**Directions:**
Go through the records and report each line holding the string "query".

**Source data:**
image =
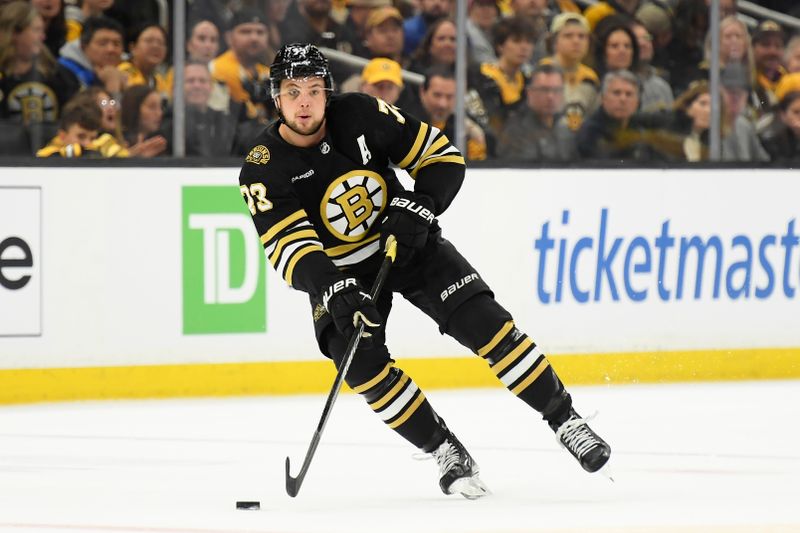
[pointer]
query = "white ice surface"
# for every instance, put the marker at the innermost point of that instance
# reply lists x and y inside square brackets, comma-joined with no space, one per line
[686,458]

---

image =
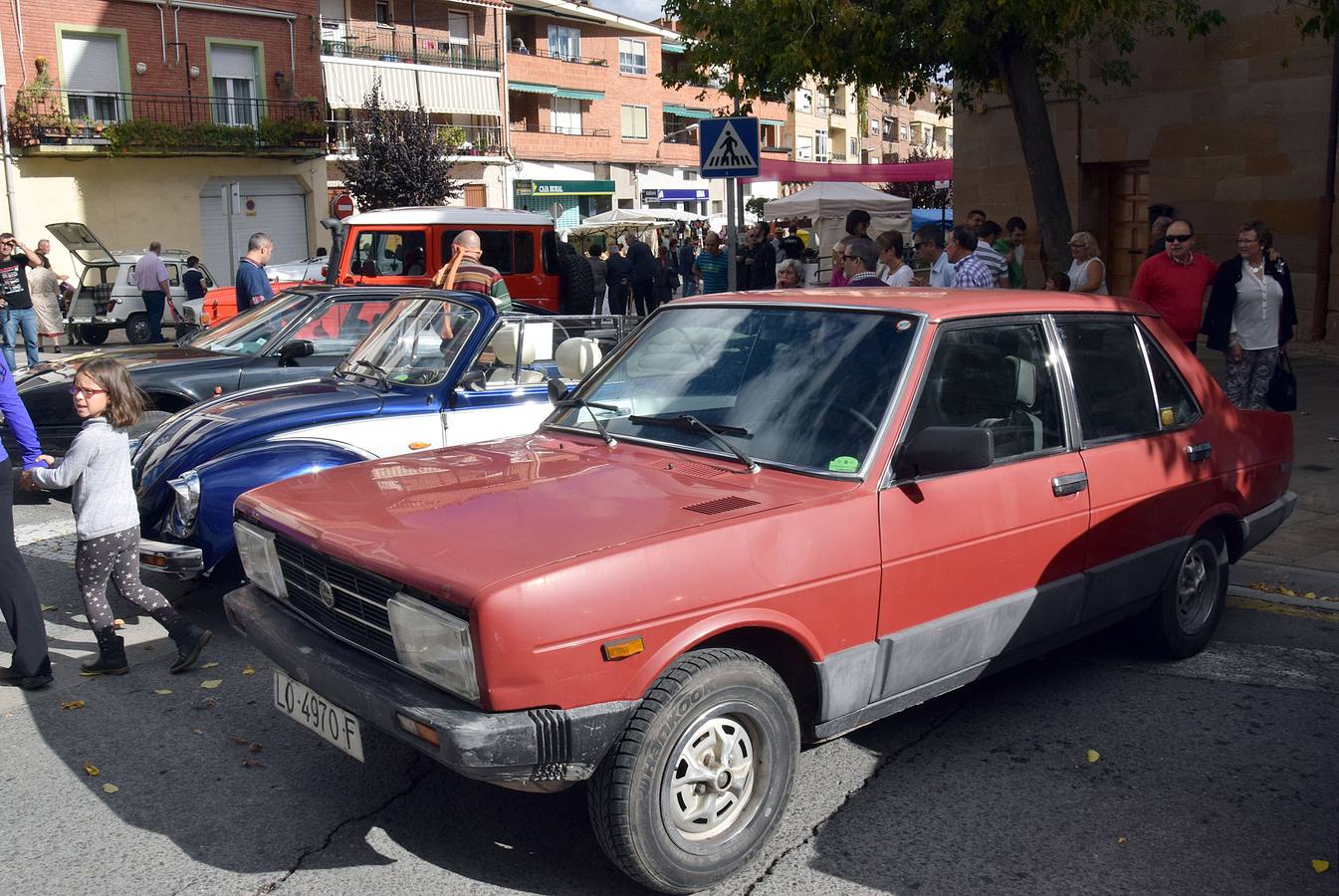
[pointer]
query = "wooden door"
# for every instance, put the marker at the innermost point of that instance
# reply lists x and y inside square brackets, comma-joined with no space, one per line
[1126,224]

**Task solution:**
query = "white ice surface"
query = "wooden door"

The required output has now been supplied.